» **REQUIRED WORK**
1. Duplicate the clutch forum thread from "How much free" up to and including "took it apart.".
2. Answer these questions from the clutch forum thread:
(a) Which gears can Kevin B change with the tractor running after installing the rebuilt pressure plate and clutch?
(b) According to Live Oak, what could the transmission input shaft be binding on?
(c) How long does Kevin B say it takes him to split the tractor?
-- Begin READING PASSAGE --
# 2010 Clutch Pressure Plate tool



## Kevin B (Feb 11, 2008)

Does anyone have the dimensions for the pressure plate spring height gage tool. I put a rebuilt pressure plate and clutch in my 2010 and the clutch is not disengaging completely. When I start in gear (safety switch bypassed) and the clutch is depress, the tractor will start, but not move.  And when I let the clutch out the tractor will move. However, I can not change gears with the tractor running. Not any gear or range. The only thing I can think of is the pressure plate wasn't adjusted correctly at the factory when it was overhauled.


----------



## Live Oak (Dec 22, 2003)

The input shaft to the transmission could be binding on the pilot bushing/bearing? Is it seated all the way in on the flywheel?


----------



## Kevin B (Feb 11, 2008)

Hey TF,

When I pushed the tractor back together, it mated up like a dream. I couldn't believe how easy it went together. So I have to assume that everything went in OK. But you know what happens when we assume.


----------



## Kevin B (Feb 11, 2008)

> _Originally posted by TF Admin _
> *The input shaft to the transmission could be binding on the pilot bushing/bearing? Is it seated all the way in on the flywheel? *


I'm going to split the tractor again this morning and see what I have. I would like to find that JD tool for checking the spring height of the pressure plate springs.


----------



## jaheine.1 (Jul 11, 2008)

How much free travel do you have on pedal? If someone had kept adjusting free travel and then you put a new or rebuilt pressure plate in you will have too much free travel.As the cluth wears the fingers move out.Pilot bearing bad making clutch drag.I would check that before I took it apart.


----------



## Kevin B (Feb 11, 2008)

Put a new pressure plate, clutch plate, and throw out bearing in it. I just fond a JD dealer that will let me measure up the pressure plate tool so I can make one. When I put the tractor back together, I had backed the clutch adjustment all the way out and then readjusted the free play to the manual. Split it this morning. I'll see where it leads me. I'm getting pretty good at splitting this thing - about 1-1/2 to 2 hours.
-- End READING PASSAGE --
-- Begin RAW DATA --
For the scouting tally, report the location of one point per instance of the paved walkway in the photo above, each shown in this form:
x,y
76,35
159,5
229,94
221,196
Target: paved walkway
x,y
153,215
-- End RAW DATA --
» **FINAL RESULTS**
1.
How much free travel do you have on pedal? If someone had kept adjusting free travel and then you put a new or rebuilt pressure plate in you will have too much free travel.As the cluth wears the fingers move out.Pilot bearing bad making clutch drag.I would check that before I took it apart.

2.
(a) None: not any gear or range.
(b) The pilot bushing/bearing.
(c) About 1-1/2 to 2 hours.